# Input material
--*--

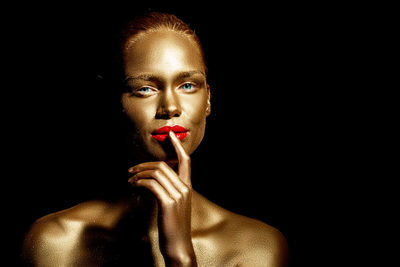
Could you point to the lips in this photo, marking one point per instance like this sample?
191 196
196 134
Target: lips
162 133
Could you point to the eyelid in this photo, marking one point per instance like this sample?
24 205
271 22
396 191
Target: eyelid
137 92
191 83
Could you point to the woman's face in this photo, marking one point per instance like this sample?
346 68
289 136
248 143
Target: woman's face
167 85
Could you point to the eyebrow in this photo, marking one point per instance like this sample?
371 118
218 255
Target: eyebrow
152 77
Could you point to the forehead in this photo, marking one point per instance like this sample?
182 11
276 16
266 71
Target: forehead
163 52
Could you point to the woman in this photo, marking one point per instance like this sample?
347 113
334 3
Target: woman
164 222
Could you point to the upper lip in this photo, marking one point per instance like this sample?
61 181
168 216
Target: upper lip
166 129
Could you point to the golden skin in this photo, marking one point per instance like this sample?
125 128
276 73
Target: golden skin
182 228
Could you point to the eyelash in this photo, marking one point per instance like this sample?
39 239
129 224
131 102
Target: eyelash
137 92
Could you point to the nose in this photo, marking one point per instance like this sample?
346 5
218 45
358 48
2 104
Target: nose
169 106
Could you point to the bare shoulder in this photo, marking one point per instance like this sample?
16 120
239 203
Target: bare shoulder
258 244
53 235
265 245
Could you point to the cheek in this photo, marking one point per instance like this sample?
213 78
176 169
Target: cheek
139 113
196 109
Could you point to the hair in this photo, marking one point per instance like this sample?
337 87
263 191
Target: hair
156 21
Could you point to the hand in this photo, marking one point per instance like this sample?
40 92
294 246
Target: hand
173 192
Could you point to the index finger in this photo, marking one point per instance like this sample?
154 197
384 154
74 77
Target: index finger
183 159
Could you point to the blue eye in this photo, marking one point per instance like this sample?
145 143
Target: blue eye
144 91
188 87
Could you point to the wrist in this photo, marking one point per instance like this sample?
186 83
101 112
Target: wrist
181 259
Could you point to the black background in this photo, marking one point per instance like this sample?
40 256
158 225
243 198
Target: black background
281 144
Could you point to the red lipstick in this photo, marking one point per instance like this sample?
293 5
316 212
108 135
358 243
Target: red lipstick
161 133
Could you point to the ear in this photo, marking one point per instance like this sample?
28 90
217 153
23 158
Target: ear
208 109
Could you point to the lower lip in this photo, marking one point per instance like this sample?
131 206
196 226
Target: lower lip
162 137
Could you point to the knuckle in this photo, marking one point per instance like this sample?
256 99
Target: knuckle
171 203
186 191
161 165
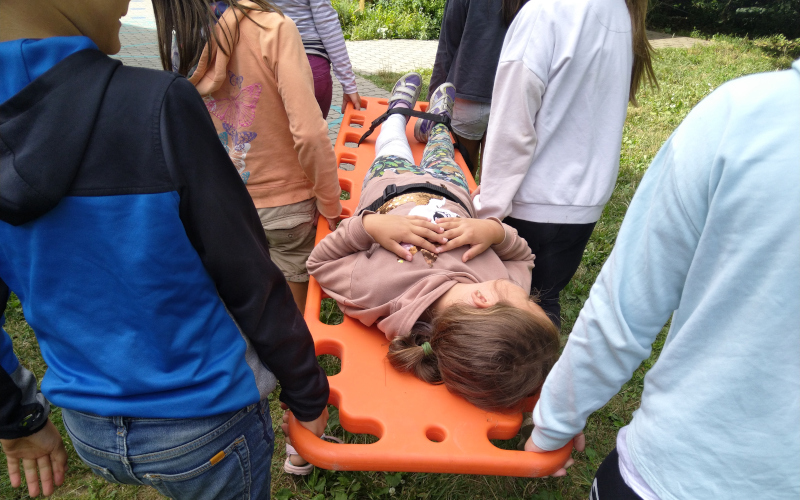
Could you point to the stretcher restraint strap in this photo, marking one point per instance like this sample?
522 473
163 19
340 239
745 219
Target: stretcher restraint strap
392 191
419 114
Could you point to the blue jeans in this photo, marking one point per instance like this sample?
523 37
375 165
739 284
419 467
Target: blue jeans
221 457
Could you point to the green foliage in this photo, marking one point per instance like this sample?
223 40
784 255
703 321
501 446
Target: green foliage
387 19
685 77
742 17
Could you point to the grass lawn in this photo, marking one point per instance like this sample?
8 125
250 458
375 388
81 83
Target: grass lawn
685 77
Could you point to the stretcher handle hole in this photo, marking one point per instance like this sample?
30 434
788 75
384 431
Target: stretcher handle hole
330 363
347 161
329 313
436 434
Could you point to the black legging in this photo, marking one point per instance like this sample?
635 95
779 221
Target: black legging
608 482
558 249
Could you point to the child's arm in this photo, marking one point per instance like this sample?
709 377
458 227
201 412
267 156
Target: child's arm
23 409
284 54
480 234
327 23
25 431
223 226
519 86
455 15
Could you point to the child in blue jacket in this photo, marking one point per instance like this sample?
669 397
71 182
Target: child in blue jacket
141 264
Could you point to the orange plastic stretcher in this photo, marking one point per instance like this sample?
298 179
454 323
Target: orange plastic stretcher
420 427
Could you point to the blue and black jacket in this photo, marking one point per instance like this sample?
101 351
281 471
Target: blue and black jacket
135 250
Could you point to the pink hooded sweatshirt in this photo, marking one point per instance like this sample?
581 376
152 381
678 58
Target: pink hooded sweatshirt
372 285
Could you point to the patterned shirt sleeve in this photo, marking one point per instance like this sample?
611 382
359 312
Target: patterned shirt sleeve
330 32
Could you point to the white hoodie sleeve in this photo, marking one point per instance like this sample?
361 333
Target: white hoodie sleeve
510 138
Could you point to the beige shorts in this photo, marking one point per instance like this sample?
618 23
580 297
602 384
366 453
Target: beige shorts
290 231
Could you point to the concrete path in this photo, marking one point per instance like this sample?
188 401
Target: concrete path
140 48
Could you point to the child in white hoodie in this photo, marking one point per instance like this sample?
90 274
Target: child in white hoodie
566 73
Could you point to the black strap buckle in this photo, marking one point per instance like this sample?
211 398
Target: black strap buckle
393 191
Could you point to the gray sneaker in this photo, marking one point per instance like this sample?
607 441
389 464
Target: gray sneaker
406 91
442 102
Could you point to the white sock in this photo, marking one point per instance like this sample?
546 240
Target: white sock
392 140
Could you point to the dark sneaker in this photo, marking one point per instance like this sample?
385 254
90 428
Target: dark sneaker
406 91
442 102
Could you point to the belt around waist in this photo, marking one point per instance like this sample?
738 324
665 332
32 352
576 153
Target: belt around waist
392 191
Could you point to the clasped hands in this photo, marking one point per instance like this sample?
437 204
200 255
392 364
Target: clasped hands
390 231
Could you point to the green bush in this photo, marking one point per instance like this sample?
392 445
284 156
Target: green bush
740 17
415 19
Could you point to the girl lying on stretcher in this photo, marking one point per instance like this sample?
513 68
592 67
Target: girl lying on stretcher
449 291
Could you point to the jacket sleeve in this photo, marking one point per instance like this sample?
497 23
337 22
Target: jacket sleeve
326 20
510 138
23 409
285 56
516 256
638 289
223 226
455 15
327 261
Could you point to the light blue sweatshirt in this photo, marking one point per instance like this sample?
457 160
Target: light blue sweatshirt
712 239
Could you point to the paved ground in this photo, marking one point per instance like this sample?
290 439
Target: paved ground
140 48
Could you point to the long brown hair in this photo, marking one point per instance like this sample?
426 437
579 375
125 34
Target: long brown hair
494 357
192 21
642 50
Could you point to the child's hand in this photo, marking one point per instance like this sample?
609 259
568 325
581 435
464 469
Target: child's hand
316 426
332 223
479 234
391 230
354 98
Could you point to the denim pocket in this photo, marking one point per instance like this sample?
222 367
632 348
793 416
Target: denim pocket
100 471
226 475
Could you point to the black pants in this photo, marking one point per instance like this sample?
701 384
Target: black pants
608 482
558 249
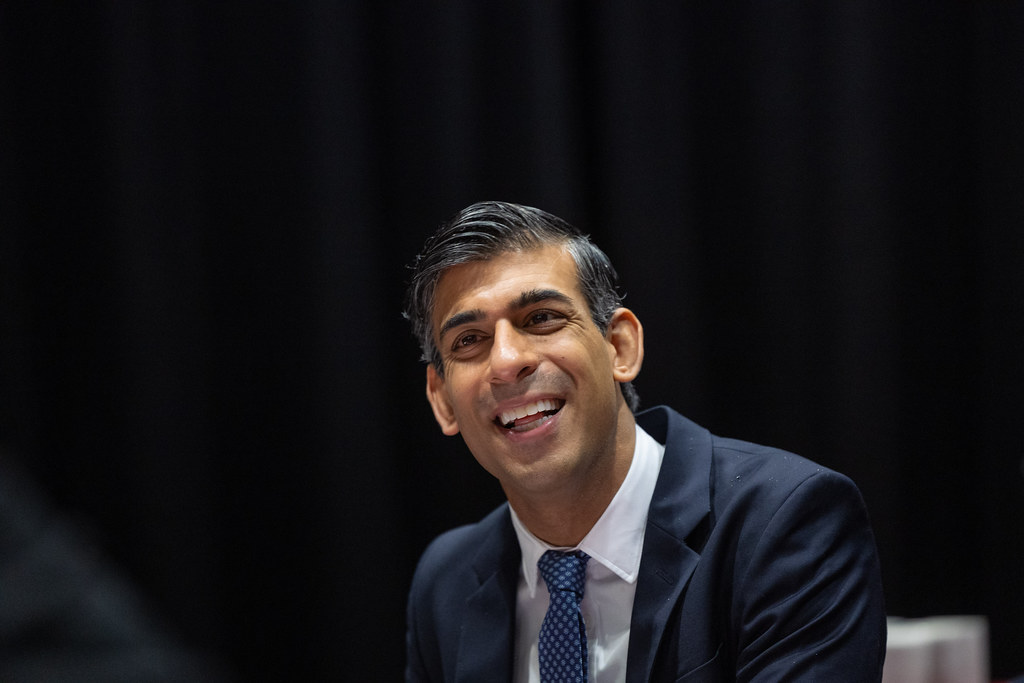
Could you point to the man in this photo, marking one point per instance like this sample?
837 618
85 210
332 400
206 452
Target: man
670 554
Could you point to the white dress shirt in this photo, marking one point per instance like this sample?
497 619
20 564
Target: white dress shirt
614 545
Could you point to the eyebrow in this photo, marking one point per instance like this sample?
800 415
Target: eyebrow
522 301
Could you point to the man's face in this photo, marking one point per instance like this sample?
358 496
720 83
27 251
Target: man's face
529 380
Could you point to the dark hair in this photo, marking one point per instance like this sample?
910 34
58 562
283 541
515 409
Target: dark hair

--*--

Please return the records above exactly as written, dropping every picture.

Could you point to the lips in this photo, marking one point per instance like this sample?
191 196
196 134
Target: lips
162 133
Could you point to the eyelid in this photo, marking one point per instance like this sample?
24 205
271 22
396 191
Target: eyelid
137 92
191 83
Could you point to the woman's face in this photo, marking one point per instance like this sample?
346 68
289 136
248 143
Target: woman's face
167 85
Could you point to the eyebrow in this photo, marking one point per instance like this sample?
371 118
218 255
Target: eyebrow
152 77
Could you point to the forehead in this photo, marking one point per instance like this sample?
182 11
276 16
266 71
Target: forehead
163 52
Could you point to the woman in this photo, marking one point per instance like this sample?
347 113
334 3
Target: woman
164 222
Could you point to the upper lip in this photo, marking one point per instance like this sample?
61 181
168 216
Target: upper lip
166 129
Could you point to the golden skin in this photo, marking one point per instance like this sample?
125 128
276 73
Target: golden skin
182 228
Could you point to the eyelash in this photo, marking one point per instance like this sample?
39 239
129 224
131 102
Target: eyelash
137 92
Could you point to the nose in this photo, marking one point per instance like this sample?
346 5
218 45
358 48
2 104
Target: nose
169 106
Could you point to the bare shoulder in this photo, marking one point per instance like this sample?
16 120
239 203
Target: bare shoulder
258 244
53 235
265 245
Could you point to the cheek in this photo, marking one point per instance like this sample?
213 78
176 169
Target: cheek
139 113
196 109
Could you point to the hair in this photo, marking one point per instance like this sample?
337 87
263 191
Target: hair
156 21
Could you point to the hand in this photo, marking one point per instance like this sample?
40 92
294 246
Target: hand
173 192
Could you point to the index finger in this photo, marking one point per instance like this sample?
154 197
384 154
74 77
Target: index finger
183 159
Could you point to the blue eye in this photo, marking one point per instance like this sample?
145 143
Target: blue eye
144 91
188 87
Could you point to the wrist in this photo, marking one point per instance like this sample?
186 83
101 112
Target: wrist
181 259
Could you point to the black background in this photo, marking one point per instance like this sample?
40 256
158 225
243 198
Target: black background
281 144
Could you point to the red lipstick in this photo, marking one point per instance like this sample?
293 5
316 212
108 135
358 243
Target: red lipstick
161 133
Could you point to the ear in this photo, marking one point per instance like this sample?
28 90
217 153
23 158
Target: ear
208 109
Could you point to the lower lip in this photo, marking one point per instance like this sample?
131 206
196 226
Target: lower lip
162 137
Could you point to the knuckle in this photo, marking one point per instance like this sample?
256 99
Target: knuckle
171 203
186 191
161 165
Could you point to the stretcher restraint strap in this photo, marking one point per instance like this sample?
522 473
163 19
340 239
745 219
Target: stretcher restraint strap
392 191
419 114
Could you point to the blue jeans in this photo, marking one point per instance like this sample?
523 37
375 165
739 284
419 467
Target: blue jeans
221 457
Could you point to the green foliage in this photo, marking one point per instance like this sample?
223 40
784 255
703 321
501 446
Target: green foliage
387 19
685 77
742 17
Could you point to the grass lawn in this photo, marking one point per instance like this sample?
8 125
250 458
375 388
81 83
Target: grass lawn
685 77
Could you point to the stretcher handle hole in this photo, marking one point per instance like this sample?
30 434
788 75
384 431
Target: stretcher handle hole
330 363
347 161
329 313
436 434
Could you point to the black legging in this photo, marking one point per instance like this sample?
635 95
779 221
Target: black legging
608 482
558 249
Could you point to the child's arm in this photo, marking one point per instance like this sample?
709 377
458 227
201 412
267 156
Target: child's arm
23 409
284 54
480 234
327 23
25 431
223 226
519 86
455 15
Could you point to the child in blue jacket in this photo, marking one point per instance like this sample?
669 397
71 182
Target: child in blue jacket
141 264
Could you point to the orange plastic stretcher in this photo, marking one point per instance like this sample?
298 179
454 323
Target: orange plastic stretcher
420 427
Could you point to the blue and black jacket in this photo, marking one point per instance like this sample?
101 351
281 471
Target: blue and black jacket
135 250
Could you point to the pink hooded sweatshirt in this photo, marking one point per instance like this sample?
581 376
152 381
678 58
Target: pink hooded sweatshirt
372 285
Could you point to the patterned shirt sleeve in this photo, marking one point per instance like this sample?
611 382
359 312
Target: patterned shirt sleeve
330 32
Could you point to the white hoodie sleeve in this photo, marking one point per instance like this sample?
361 333
Target: white hoodie sleeve
510 138
Could you point to the beige shorts in this photo, marking one point per instance like this sample?
618 23
580 297
602 384
366 453
Target: beige shorts
290 231
Could you point to the concrete path in this photo, marking one point per instance like this sample?
188 401
Target: concrete path
140 48
Could you point to the child in white hoodie in this photo, marking one point per instance like this sample?
90 274
Target: child in white hoodie
566 73
Could you point to the black strap buckle in this photo, marking one point per instance like this sample?
211 398
Target: black strap buckle
393 191
Could you point to the gray sneaker in this photo, marking one point per instance like this sample?
607 441
389 464
Target: gray sneaker
406 91
442 102
Could you point to the white sock in this photo, marking one point per instance like this sample?
546 240
Target: white sock
392 140
Could you point to the dark sneaker in this photo, marking one point per instance like this sample?
385 254
90 428
Target: dark sneaker
406 91
442 102
Could you point to the belt around waist in this photo, marking one point per instance like this sample?
738 324
665 332
32 352
576 153
Target: belt around waist
392 191
Could you point to the clasped hands in this photo, marking one point per instance like this sample?
437 204
200 255
392 364
Target: clasped hands
390 231
Could you point to the green bush in this photo, marking one point per instance like this sample?
392 445
284 156
Target: green bush
740 17
415 19
Could you point to the girl lying on stretcher in this photo, marking one point per instance like this sample?
513 68
592 67
Target: girl lying on stretcher
449 291
Could you point to the jacket sleeve in this photo, marking one point per instance like this sample?
497 23
337 22
Target: jacket sleeve
326 20
510 138
23 409
285 56
516 256
638 289
223 226
455 15
327 261
Could you point to the light blue sweatshirt in this photo, marking one point per instance like this sample?
457 160
Target: light blue sweatshirt
712 239
Could you point to the paved ground in this photo, marking one point per instance like this sample?
290 439
Target: paved ground
140 48
Could you point to the long brown hair in this photo, marking one point per instance like this sample?
426 437
579 375
125 34
Target: long brown hair
494 357
192 21
642 50
Could you point to the child's hand in this photo, marking one point per instance like this sample?
609 259
568 325
581 435
464 469
Target: child's hand
316 426
332 223
479 234
391 230
354 98
Could you point to the denim pocket in this photo, marking one point per instance like this sample?
222 367
632 348
793 416
Target: denim pocket
100 471
226 475
Could you point to the black pants in this photo, marking one point per instance like this sample?
701 384
Target: black pants
608 482
558 249
Could you point to the man in this photo, marking one point per instance like this sample?
837 618
85 210
332 400
206 452
Target: man
670 554
Could you point to the white dress shirt in this photo, marking one point per instance like this sample?
497 619
20 564
Target: white dress shirt
614 545
Could you point to the eyebrow in this photo, marking one point per instance like this sample?
800 415
Target: eyebrow
522 301
Could you point to the man's face in this photo, marking one point per instance like this sample?
358 496
720 83
27 251
Target: man's face
529 380
Could you point to the dark hair in this photo, marking one point per instance like this sample?
910 34
58 562
283 541
515 409
Target: dark hair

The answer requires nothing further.